- _WRITTEN REQUEST_: In the article on the Alafia River flooding, how many gallons of water per day was the Medard Reservoir discharging at its peak?

## START EXTRACTED TEXT

1. Hurricane

As Irma flooded Alafia homes, Swiftmud sent more water their way

Mary Lyons a victim of recent flooding of the Alafia River,  now lives out of a tent outside her home because the mold in her home makes her feel sick.  She and other residents are questioning a decision by the Southwest Florida Water Management District to open gates at the Medard Reservoir during Hurricane Irma, adding to the flooding.  [GABRIELLA ANGOTTI-JONES  | Times]
Mary Lyons a victim of recent flooding of the Alafia River, now lives out of a tent outside her home because the mold in her home makes her feel sick. She and other residents are questioning a decision by the Southwest Florida Water Management District to open gates at the Medard Reservoir during Hurricane Irma, adding to the flooding. [GABRIELLA ANGOTTI-JONES | Times]
Published Nov. 11, 2017

LITHIA — Having lived along the Alafia River all his life, Mike Cribbs has seen plenty of floods.

But the near record-level surge of water that inundated his home in the wake of Hurricane Irma just didn't make sense to him.

Lithia received only about 6 inches of rain as the storm passed over. Yet, the river crested at almost 23 feet, some 10 feet above flood stage, and intruded even into stilt homes that sit 10 feet above the road.

There had to be water coming from somewhere else, he said.

He was right.

As Irma approached Florida, the Southwest Florida Water Management District on Sept. 5 opened two flood gates at the southwest corner of the Medard Reservoir releasing about 69 million gallons of water per day toward the Alafia. After Irma's rainfall raised the level of the reservoir by more than 3 feet, water also began to flow out of a weir toward the river.

At its peak, the reservoir was discharging 191 million gallons of water per day into the already swollen floodwaters of the Alafia.

Water management district officials say the river would have burst its banks anyway and that the discharge from the reservoir, which runs through Turkey Creek before reaching the Alafia, added only about 1.5 inches to the floodwaters.

But residents whose homes were damaged scoff at that claim and blame the agency for contributing to the flooding, the worst along the Alafia since Hurricane Donna in 1960, according to the National Weather Service. It has deepened the mistrust between the agency and some residents who feel their homes are put at risk to protect more wealthy homes in the area.

"It's not the first time they've done it," said Mary Lyons, whose single-story home on River Drive close to Lithia Pinecrest Road took in water up to the ceiling. "When water comes in as fast as it did, we know they've opened the reservoir."

It's difficult to assess the impact of the discharge.

The closest U.S. Geological Survey gauge between the reservoir and Lyons' stretch of the river is downstream from Turkey Creek. The gauge doesn't measure outflow solely from Medard but also from the creek and parts of the Alafia watershed.

Kevin Grimsley, a hydrologic data chief at the USGS office in Lutz, said the water management district underestimated the effect it had on the flooding but only slightly. Based on district numbers, the reservoir discharge would have added about 2 inches to the river level at the peak of the flood.

## END EXTRACTED TEXT
## START INFORMATION PROVIDED

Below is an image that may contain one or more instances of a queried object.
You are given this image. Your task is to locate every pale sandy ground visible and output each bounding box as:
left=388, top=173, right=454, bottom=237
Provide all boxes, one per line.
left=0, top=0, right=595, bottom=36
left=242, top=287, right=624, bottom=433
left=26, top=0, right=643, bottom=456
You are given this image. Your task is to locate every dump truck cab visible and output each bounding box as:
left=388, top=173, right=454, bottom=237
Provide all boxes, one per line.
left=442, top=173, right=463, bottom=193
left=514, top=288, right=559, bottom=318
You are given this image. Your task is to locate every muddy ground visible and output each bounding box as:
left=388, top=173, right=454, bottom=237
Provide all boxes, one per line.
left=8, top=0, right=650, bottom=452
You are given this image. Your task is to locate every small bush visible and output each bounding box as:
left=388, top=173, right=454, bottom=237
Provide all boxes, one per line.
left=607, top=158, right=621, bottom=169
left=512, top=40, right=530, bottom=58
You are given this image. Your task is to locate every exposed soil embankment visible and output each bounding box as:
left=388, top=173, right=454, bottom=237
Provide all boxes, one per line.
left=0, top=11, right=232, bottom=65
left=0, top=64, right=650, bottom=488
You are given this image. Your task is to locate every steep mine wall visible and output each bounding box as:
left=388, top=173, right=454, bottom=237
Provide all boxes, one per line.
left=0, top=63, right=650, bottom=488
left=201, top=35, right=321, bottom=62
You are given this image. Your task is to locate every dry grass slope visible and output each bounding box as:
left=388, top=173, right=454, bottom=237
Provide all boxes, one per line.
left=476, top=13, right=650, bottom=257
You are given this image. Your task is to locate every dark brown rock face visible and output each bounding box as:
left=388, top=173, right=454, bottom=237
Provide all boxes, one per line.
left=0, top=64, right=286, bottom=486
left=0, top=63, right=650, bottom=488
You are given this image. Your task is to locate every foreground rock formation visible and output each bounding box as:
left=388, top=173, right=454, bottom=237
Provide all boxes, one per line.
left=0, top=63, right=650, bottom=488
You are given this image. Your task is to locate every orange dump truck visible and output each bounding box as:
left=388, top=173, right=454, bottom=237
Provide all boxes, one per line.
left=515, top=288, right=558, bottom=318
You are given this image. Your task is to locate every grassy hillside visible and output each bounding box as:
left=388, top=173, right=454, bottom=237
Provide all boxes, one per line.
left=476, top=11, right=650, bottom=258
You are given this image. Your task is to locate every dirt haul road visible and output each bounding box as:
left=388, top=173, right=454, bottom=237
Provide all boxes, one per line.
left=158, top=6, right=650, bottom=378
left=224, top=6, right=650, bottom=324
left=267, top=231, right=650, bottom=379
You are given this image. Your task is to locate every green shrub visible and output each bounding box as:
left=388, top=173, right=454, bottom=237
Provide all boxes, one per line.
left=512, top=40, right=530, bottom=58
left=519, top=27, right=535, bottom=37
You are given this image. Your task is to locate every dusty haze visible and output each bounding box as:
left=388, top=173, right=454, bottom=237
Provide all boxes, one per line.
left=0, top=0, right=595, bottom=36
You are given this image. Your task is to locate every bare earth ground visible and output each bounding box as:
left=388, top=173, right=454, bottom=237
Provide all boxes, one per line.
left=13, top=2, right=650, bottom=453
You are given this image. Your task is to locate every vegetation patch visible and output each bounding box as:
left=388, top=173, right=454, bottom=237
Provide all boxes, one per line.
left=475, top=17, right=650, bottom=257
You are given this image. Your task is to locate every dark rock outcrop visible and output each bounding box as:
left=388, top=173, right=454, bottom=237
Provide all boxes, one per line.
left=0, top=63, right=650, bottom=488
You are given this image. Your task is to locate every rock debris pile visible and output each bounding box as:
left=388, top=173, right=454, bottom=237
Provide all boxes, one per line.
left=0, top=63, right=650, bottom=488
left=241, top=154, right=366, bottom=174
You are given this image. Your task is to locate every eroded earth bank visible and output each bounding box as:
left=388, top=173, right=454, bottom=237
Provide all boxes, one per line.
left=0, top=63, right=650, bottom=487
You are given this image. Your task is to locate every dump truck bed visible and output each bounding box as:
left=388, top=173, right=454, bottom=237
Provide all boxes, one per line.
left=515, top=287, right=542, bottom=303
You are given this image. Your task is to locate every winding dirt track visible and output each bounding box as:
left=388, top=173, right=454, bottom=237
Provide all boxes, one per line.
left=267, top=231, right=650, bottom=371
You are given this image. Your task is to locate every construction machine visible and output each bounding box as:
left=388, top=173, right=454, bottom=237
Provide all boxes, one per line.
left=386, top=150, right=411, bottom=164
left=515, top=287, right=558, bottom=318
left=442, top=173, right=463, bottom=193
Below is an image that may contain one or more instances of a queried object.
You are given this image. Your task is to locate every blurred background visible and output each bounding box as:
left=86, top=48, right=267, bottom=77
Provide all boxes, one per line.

## END INFORMATION PROVIDED

- _RESULT OF THIS TASK_: 191 million gallons per day.